[What you will do]: Find each line below that contains the word "yellow" and copy every such line in full.

[Data]:
+ + +
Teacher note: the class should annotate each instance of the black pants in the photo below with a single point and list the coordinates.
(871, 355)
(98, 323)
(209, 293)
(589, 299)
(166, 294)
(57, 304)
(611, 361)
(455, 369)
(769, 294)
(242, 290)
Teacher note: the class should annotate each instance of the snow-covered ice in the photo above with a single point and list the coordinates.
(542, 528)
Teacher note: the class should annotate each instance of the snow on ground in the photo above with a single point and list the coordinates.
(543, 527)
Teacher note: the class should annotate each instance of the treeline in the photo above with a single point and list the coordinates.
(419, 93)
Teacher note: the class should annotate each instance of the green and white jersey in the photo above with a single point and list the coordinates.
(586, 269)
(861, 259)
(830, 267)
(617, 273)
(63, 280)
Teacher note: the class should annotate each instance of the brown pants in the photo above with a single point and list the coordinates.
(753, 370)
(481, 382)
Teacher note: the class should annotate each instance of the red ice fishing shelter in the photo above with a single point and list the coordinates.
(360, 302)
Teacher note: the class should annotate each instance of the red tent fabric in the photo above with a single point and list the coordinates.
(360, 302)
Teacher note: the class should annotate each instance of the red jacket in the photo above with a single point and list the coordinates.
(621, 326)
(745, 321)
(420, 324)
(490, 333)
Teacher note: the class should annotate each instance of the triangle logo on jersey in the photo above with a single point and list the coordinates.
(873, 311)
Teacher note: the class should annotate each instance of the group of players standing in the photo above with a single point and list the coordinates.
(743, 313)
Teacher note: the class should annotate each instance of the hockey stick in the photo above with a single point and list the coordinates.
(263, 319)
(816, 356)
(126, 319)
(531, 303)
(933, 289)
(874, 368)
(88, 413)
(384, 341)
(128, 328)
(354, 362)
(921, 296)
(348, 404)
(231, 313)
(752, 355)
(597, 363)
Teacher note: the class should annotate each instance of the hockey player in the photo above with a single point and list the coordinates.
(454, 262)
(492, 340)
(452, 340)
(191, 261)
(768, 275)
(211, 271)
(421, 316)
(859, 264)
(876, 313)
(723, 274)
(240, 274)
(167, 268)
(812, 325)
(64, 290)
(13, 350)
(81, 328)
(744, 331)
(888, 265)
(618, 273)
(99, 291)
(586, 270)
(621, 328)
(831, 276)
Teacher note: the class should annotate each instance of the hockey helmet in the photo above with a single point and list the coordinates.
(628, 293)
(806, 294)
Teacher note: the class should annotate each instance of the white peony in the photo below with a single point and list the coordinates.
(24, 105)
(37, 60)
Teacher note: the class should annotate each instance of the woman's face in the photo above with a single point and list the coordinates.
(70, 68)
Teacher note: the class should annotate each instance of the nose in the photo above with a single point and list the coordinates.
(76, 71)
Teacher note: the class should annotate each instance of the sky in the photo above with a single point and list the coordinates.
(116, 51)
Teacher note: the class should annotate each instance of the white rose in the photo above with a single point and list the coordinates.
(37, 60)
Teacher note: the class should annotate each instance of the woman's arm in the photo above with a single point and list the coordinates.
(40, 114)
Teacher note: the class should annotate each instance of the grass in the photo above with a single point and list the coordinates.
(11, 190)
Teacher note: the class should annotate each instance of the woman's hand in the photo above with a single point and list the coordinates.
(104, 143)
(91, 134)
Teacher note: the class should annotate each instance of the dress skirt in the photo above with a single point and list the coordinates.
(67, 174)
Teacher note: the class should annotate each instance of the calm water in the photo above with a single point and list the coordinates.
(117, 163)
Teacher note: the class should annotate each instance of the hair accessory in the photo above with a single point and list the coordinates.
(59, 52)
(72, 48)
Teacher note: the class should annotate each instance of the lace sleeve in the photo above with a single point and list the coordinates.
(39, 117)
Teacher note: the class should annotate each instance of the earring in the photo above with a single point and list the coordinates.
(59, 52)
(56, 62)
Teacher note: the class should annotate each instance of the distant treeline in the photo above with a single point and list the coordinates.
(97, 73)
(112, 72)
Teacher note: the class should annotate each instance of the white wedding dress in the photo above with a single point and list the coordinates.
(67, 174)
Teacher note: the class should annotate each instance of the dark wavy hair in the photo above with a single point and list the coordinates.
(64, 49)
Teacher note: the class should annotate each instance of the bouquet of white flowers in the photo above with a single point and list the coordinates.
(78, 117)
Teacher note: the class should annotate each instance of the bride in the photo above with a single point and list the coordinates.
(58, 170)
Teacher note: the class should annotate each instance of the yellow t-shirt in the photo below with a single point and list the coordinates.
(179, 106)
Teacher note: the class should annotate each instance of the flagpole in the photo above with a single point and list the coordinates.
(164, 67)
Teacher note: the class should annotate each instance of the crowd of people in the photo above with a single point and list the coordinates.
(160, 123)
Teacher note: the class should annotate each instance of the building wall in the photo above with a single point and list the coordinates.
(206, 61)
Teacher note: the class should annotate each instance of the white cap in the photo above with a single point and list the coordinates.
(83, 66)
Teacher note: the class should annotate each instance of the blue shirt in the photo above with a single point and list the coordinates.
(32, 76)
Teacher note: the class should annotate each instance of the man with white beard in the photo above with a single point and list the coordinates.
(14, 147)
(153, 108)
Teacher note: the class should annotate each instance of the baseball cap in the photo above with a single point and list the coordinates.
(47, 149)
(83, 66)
+ + +
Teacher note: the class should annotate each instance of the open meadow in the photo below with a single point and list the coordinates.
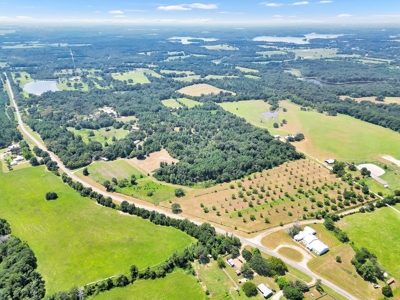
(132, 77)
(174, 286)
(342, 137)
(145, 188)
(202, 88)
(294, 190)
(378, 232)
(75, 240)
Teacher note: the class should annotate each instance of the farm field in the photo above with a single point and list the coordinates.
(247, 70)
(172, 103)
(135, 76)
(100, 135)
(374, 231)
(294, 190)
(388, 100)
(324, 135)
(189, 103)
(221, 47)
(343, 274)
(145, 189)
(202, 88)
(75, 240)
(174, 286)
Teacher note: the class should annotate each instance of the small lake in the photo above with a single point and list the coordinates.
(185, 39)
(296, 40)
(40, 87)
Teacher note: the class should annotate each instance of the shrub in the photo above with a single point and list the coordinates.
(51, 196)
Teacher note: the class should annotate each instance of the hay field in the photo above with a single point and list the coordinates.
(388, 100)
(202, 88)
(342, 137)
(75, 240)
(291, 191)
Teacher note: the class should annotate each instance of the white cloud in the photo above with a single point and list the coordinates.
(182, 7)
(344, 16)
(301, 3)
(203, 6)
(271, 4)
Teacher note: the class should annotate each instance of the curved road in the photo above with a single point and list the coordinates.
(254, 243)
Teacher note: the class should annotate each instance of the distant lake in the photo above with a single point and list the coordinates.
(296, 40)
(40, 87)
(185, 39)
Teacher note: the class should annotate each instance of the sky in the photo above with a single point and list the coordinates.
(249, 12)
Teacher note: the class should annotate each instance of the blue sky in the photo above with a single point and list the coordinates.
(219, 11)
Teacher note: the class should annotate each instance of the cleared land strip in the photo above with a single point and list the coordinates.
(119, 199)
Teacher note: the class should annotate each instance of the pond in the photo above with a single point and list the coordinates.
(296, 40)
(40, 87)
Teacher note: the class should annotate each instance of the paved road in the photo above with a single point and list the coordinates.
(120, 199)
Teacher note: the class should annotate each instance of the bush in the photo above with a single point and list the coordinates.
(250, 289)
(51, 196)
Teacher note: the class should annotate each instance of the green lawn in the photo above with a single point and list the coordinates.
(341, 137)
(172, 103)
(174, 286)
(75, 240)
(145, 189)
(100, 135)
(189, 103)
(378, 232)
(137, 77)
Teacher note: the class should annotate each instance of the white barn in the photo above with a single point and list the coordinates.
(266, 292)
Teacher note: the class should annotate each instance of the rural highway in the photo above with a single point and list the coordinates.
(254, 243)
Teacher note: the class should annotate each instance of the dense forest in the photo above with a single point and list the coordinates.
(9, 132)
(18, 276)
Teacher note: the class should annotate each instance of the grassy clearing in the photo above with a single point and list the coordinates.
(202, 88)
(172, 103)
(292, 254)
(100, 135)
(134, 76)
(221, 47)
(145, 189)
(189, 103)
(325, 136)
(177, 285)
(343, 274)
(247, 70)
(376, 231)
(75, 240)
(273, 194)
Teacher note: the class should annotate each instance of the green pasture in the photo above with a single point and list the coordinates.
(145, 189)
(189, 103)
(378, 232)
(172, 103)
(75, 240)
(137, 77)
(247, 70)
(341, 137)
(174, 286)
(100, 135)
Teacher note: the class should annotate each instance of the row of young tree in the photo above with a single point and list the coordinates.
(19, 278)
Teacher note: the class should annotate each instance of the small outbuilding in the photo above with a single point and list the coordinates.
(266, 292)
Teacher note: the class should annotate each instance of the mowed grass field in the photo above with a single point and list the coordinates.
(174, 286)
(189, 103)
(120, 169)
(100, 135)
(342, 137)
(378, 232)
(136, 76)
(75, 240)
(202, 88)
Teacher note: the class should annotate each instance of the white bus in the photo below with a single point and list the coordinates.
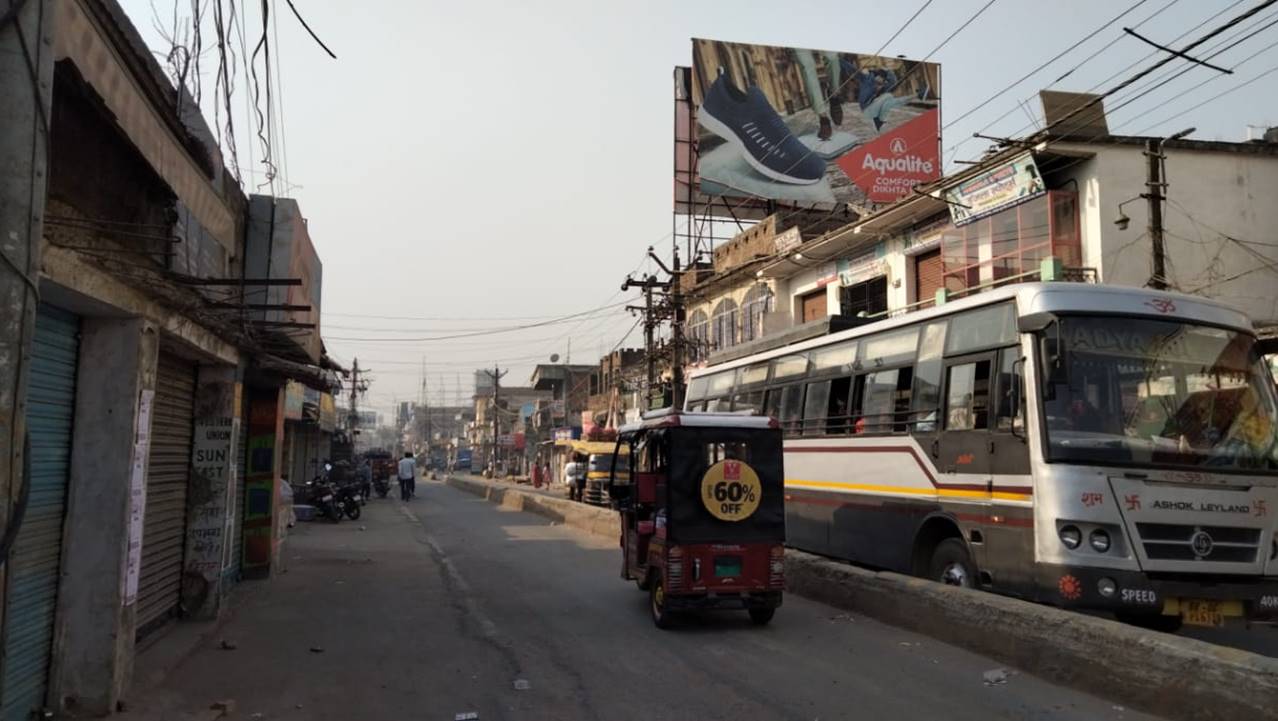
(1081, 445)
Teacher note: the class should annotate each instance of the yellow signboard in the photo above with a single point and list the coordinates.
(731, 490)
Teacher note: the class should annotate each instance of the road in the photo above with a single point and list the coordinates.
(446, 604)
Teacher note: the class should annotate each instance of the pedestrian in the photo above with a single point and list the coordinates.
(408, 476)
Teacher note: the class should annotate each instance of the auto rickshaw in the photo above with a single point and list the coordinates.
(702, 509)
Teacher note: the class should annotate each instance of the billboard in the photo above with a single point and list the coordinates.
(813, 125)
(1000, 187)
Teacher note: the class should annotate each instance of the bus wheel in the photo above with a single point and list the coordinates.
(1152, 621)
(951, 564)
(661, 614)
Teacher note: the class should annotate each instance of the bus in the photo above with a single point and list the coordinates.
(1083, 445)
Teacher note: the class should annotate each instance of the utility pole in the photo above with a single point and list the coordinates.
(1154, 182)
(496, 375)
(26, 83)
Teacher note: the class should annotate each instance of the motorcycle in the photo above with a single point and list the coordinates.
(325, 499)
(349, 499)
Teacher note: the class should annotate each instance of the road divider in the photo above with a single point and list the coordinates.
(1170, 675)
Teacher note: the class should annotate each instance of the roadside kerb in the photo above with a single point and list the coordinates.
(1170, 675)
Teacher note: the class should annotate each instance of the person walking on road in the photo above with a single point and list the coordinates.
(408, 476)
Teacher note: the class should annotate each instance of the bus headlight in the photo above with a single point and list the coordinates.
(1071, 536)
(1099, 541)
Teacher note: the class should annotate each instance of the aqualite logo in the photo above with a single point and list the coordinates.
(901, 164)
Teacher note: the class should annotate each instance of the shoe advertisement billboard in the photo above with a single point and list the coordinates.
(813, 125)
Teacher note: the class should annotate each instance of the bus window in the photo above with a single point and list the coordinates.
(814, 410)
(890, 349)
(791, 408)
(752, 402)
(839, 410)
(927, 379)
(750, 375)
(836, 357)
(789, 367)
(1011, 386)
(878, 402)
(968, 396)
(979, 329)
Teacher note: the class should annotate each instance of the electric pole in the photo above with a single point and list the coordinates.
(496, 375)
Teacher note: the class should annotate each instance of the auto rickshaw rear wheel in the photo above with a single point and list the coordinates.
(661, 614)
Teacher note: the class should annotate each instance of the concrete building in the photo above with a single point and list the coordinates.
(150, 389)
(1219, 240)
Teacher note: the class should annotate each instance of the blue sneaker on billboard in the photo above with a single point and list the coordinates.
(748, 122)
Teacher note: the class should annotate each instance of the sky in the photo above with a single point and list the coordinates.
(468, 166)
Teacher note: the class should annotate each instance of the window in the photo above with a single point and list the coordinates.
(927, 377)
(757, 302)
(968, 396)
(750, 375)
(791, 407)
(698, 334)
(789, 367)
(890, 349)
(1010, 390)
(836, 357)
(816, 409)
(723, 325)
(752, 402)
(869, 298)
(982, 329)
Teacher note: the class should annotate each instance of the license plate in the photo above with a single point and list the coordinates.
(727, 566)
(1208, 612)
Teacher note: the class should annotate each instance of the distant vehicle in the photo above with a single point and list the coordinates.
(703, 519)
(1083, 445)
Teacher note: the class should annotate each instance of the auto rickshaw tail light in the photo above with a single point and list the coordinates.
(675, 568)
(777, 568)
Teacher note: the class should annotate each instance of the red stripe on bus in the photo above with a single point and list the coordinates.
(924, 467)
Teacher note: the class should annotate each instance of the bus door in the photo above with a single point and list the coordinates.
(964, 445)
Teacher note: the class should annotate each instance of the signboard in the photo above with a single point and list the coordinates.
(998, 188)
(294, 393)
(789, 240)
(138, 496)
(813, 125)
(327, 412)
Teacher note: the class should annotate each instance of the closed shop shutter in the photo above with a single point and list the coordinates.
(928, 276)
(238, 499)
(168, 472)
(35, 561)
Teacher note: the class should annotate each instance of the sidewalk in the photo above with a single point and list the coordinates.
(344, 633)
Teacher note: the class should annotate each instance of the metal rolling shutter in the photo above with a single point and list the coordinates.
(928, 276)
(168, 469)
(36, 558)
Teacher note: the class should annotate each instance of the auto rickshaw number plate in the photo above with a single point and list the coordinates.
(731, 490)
+ + +
[Expected answer]:
Teacher note: the class should annotate each instance of the yellow t-shirt in the photo below with a single point and list the coordinates.
Teacher note: the class should annotate each instance of the yellow signboard in the photo above with a single point and list the coordinates.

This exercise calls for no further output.